━━━━━ Study material ━━━━━
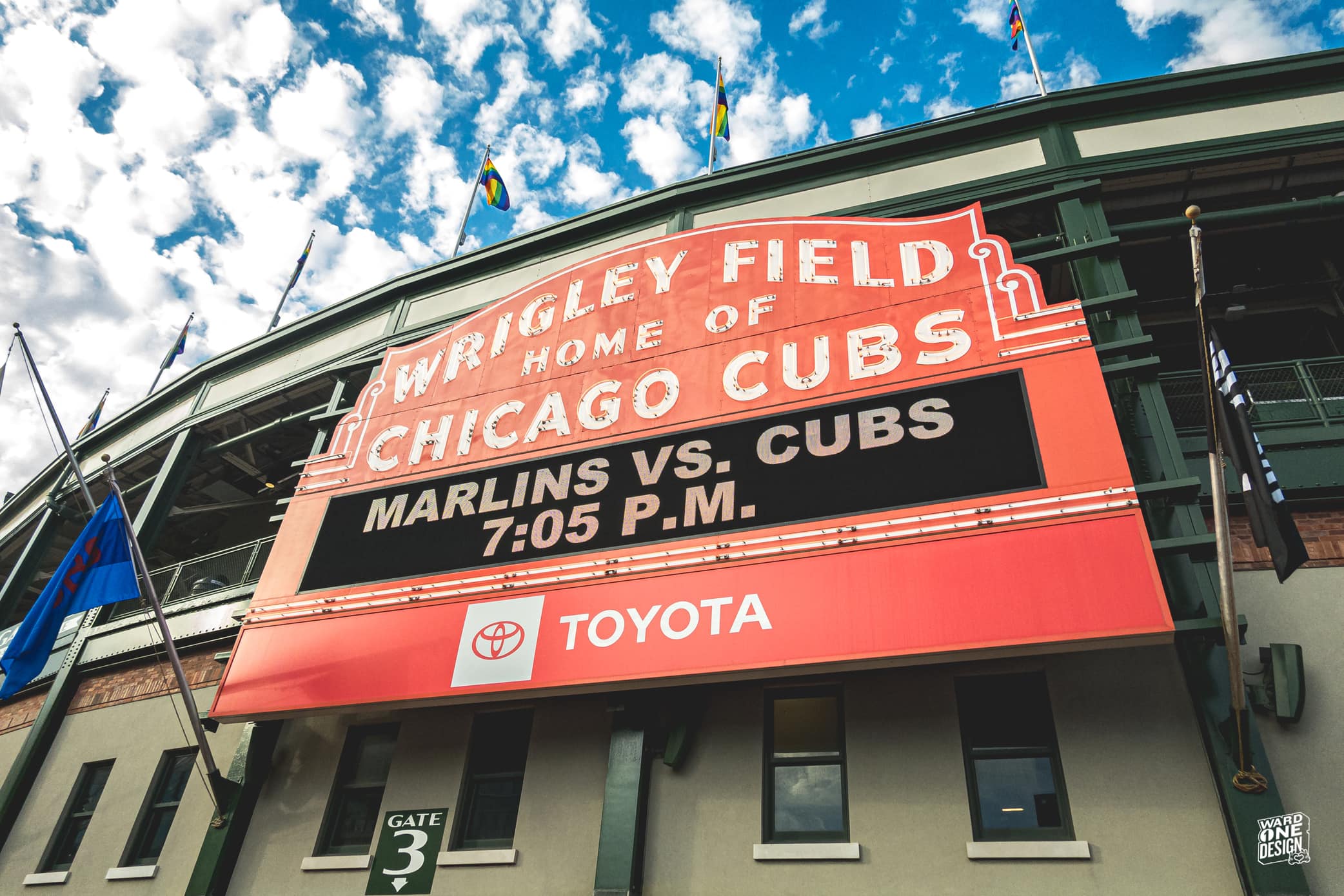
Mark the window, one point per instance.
(1013, 761)
(804, 769)
(74, 820)
(493, 785)
(166, 789)
(358, 793)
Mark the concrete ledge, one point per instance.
(1029, 850)
(795, 852)
(46, 877)
(479, 857)
(335, 862)
(132, 872)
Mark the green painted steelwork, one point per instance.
(241, 789)
(620, 848)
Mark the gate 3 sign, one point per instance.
(408, 848)
(766, 445)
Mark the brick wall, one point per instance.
(140, 681)
(1321, 531)
(19, 714)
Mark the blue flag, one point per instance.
(99, 570)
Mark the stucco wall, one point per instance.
(135, 735)
(1138, 783)
(559, 813)
(1307, 610)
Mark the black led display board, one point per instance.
(909, 448)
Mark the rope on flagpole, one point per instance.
(461, 231)
(1246, 779)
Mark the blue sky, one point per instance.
(161, 157)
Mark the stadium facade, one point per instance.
(833, 524)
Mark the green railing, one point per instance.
(219, 571)
(1284, 394)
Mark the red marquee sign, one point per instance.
(765, 445)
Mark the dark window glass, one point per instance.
(74, 823)
(1013, 759)
(166, 790)
(493, 782)
(804, 759)
(358, 793)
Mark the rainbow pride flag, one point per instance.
(721, 112)
(495, 193)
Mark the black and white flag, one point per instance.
(1272, 524)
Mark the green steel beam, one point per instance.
(1191, 587)
(242, 788)
(163, 493)
(620, 846)
(33, 754)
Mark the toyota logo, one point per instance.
(498, 640)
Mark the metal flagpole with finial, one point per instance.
(461, 231)
(714, 116)
(52, 411)
(1246, 778)
(147, 586)
(299, 269)
(178, 347)
(1031, 53)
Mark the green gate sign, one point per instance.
(408, 848)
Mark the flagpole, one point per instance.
(275, 318)
(171, 649)
(714, 116)
(1246, 778)
(52, 411)
(461, 231)
(1035, 68)
(172, 353)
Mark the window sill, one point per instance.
(1029, 850)
(335, 862)
(795, 852)
(46, 877)
(479, 857)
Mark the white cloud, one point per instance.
(988, 17)
(585, 183)
(944, 106)
(659, 150)
(809, 18)
(588, 88)
(870, 124)
(467, 28)
(569, 30)
(951, 66)
(765, 119)
(517, 84)
(1077, 72)
(710, 28)
(659, 83)
(374, 17)
(1227, 31)
(410, 99)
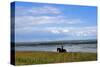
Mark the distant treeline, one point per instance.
(56, 42)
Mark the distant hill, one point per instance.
(56, 42)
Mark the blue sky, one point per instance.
(49, 22)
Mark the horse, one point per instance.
(61, 50)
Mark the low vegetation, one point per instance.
(39, 57)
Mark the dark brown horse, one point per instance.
(61, 49)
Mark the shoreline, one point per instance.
(40, 57)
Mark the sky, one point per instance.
(52, 22)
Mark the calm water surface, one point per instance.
(69, 47)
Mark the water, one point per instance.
(69, 47)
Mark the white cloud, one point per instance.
(40, 10)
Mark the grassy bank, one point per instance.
(26, 58)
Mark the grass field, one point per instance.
(39, 57)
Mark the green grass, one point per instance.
(39, 57)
━━━━━
Task description:
Your copy should match every record exactly and contain no pictures.

Task result:
Mark the window, one point per instance.
(1013, 761)
(804, 769)
(74, 820)
(493, 785)
(166, 789)
(358, 793)
Mark the concrete ledge, one point per instance.
(1029, 850)
(795, 852)
(46, 877)
(479, 857)
(335, 862)
(132, 872)
Mark the green painted steelwork, one point per instance.
(241, 789)
(620, 848)
Mark the gate 3 sign, one point per instance.
(408, 848)
(766, 445)
Mark the brick wall, one point per instance.
(140, 681)
(1321, 531)
(19, 714)
Mark the blue flag, one point per instance.
(99, 570)
Mark the stucco wall, one point per instance.
(135, 735)
(1138, 783)
(559, 813)
(1307, 610)
Mark the black led display board, one point per instance.
(909, 448)
Mark the rope on flagpole, one point per instance.
(461, 231)
(1246, 779)
Mark the blue sky, one point per instance.
(161, 157)
Mark the stadium facade, one point per instance.
(833, 524)
Mark the green railing, one point per instance.
(219, 571)
(1284, 394)
Mark the red marquee sign, one point per instance.
(765, 445)
Mark the dark window glass, one point per instance.
(74, 823)
(1013, 759)
(166, 790)
(493, 782)
(804, 759)
(358, 793)
Mark the rainbow pride flag, one point per instance.
(721, 112)
(495, 193)
Mark the black and white flag, one point per instance.
(1272, 524)
Mark the green steel beam, one point per instance.
(1191, 587)
(242, 788)
(163, 493)
(620, 846)
(33, 754)
Mark the toyota logo, one point per instance.
(498, 640)
Mark the metal flagpole with finial, one point per instance.
(461, 231)
(714, 116)
(52, 411)
(1246, 778)
(147, 586)
(299, 269)
(178, 347)
(1031, 53)
Mark the green gate sign, one point per instance.
(408, 848)
Mark the flagpole, one point per instance.
(275, 318)
(171, 649)
(714, 116)
(1246, 778)
(52, 411)
(461, 231)
(1035, 68)
(172, 353)
Mark the window sill, one point per instance.
(1029, 850)
(335, 862)
(795, 852)
(46, 877)
(479, 857)
Mark the white cloud, one point per instance.
(988, 17)
(585, 183)
(944, 106)
(659, 150)
(809, 18)
(588, 88)
(870, 124)
(467, 28)
(569, 30)
(951, 66)
(765, 119)
(517, 84)
(1077, 72)
(710, 28)
(659, 83)
(374, 17)
(1227, 31)
(410, 99)
Mark the distant treeline, one point per instance.
(56, 42)
Mark the distant hill, one point per instance.
(56, 42)
Mark the blue sky, one point per instance.
(49, 22)
Mark the horse, one point per instance.
(61, 50)
Mark the low vegetation, one point per instance.
(39, 57)
Mark the dark brown horse, one point per instance.
(61, 49)
Mark the shoreline, one point per instance.
(40, 57)
Mark the sky, one point per instance.
(52, 22)
Mark the calm water surface, one point per instance.
(69, 47)
Mark the water, one point per instance.
(69, 47)
Mark the white cloud, one point per instance.
(40, 10)
Mark the grassy bank, one point per instance.
(26, 58)
Mark the grass field, one point per instance.
(39, 57)
Mark the green grass, one point per instance.
(39, 57)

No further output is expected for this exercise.